Set task: Below you will find a set of lines. Repeat them all exactly.

Rows from a pointing dataset
★ ★ ★ ★ ★ ★ ★
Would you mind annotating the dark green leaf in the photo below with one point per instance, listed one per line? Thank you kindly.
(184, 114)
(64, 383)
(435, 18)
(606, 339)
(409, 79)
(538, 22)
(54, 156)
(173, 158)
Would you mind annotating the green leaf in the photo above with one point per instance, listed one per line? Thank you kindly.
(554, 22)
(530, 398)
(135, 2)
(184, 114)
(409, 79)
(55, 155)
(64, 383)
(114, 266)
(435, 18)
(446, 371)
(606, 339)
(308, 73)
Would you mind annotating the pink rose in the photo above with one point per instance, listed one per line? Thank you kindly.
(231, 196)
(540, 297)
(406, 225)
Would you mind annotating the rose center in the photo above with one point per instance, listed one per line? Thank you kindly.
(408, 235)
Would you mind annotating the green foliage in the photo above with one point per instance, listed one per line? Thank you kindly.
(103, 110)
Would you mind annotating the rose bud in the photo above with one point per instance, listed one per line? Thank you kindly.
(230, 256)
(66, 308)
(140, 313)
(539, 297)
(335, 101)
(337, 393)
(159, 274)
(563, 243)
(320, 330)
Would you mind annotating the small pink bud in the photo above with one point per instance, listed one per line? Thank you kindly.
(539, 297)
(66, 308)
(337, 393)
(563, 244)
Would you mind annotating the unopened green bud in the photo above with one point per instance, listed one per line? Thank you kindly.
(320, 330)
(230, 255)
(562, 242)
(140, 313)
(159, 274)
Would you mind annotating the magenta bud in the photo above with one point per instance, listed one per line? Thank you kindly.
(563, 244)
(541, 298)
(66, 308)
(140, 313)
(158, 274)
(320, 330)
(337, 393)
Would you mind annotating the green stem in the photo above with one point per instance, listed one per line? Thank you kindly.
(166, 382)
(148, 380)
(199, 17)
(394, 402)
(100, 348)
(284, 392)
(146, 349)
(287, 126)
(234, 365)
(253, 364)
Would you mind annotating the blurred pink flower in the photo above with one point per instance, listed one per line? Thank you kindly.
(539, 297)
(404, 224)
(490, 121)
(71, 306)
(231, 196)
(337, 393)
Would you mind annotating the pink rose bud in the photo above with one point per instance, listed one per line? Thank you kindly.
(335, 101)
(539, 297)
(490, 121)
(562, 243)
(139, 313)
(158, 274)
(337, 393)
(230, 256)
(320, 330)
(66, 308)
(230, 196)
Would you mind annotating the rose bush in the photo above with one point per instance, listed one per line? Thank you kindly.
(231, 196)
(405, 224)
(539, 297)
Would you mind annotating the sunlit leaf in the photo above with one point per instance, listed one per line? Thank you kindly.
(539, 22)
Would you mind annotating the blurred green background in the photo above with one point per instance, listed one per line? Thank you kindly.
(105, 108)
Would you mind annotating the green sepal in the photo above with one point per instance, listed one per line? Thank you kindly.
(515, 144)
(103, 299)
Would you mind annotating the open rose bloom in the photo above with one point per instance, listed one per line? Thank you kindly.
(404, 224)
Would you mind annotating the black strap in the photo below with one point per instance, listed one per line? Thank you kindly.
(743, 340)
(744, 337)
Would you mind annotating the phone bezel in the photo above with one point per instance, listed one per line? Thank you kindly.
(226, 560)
★ ★ ★ ★ ★ ★ ★
Final answer:
Would you mind annotating the dark green leaf in the photo below with one point per instance, listed one per line? Thank you kindly.
(184, 114)
(64, 383)
(435, 18)
(606, 339)
(409, 79)
(538, 22)
(54, 156)
(173, 158)
Would you mind annotating the green leaf in the photo above with one point per instance, listed one per line? Thank you kindly.
(554, 22)
(530, 398)
(135, 2)
(184, 114)
(409, 79)
(55, 155)
(64, 383)
(114, 266)
(435, 18)
(446, 371)
(606, 339)
(308, 73)
Would you mind annotating the pink rose in the photo above with one point per instance, listed one per line? Thank you kindly.
(231, 196)
(540, 297)
(406, 225)
Would you mind annotating the rose center in the photo above with one point per instance, listed one per line? Thank you kindly.
(408, 235)
Would you mind annotating the green foliage in the photo above with one point per instance, listed one per line? Thank you kindly.
(103, 110)
Would you mind annotating the rose bud in the photo above with one point per instance, listed one per line? Thank you kindly.
(230, 256)
(66, 308)
(140, 313)
(539, 297)
(335, 101)
(337, 393)
(159, 274)
(563, 243)
(320, 330)
Would you mind annotating the small pink bud in the photo above with one point per instance, listed one per line? Thank you kindly.
(539, 297)
(66, 308)
(337, 393)
(563, 244)
Would you mind annotating the unopened green bud in the photo above with one point per instance, listed one per line? Thank you kindly.
(320, 330)
(230, 255)
(562, 242)
(140, 313)
(159, 274)
Would you mind annotating the magenta bud in the photo above with one point per instance, listed one per line? Thank you kindly.
(563, 244)
(541, 298)
(66, 308)
(140, 313)
(158, 274)
(320, 330)
(337, 393)
Would you mind annotating the green stem in the photo above with one point per instance, listed one per line? Thank you kindly.
(166, 382)
(148, 380)
(199, 17)
(394, 402)
(100, 348)
(284, 392)
(146, 349)
(287, 126)
(234, 365)
(253, 364)
Would you mind annotating the blurred pink flower in the photo above with one point per instance, listed one per line? Thank you kindly.
(539, 297)
(404, 224)
(490, 121)
(71, 306)
(231, 196)
(337, 393)
Would you mind annotating the pink rose bud in the photo above with one point per instance, listed one per line? Thank you kindly.
(335, 101)
(539, 297)
(490, 121)
(562, 243)
(139, 313)
(158, 274)
(337, 393)
(230, 256)
(320, 330)
(66, 308)
(230, 196)
Would you mind annotating the rose bush in the photo above with one point per instance, listed one per line? Thank you kindly.
(231, 196)
(405, 224)
(539, 297)
Would you mind annotating the sunlit leaf in the photo above with one point per instance, listed one per line? Thank you kindly.
(539, 22)
Would you mind annotating the blurred green background in the photo above with one point per instance, listed one per line? Thank you kindly.
(105, 108)
Would you mind annotating the green sepal in the photo above with one point per instance, listed one per line? Thank you kindly.
(515, 144)
(103, 299)
Would you mind annotating the open rose bloom in the photo above with one point per instance, listed one per line? Thank you kindly.
(404, 224)
Would you mind annotating the black strap in the photo below with one point per instance, listed one per line? Thank you kindly.
(743, 340)
(744, 337)
Would you mind annotating the phone bezel in the photo above with one point per instance, listed one per line? Thank you kindly.
(226, 560)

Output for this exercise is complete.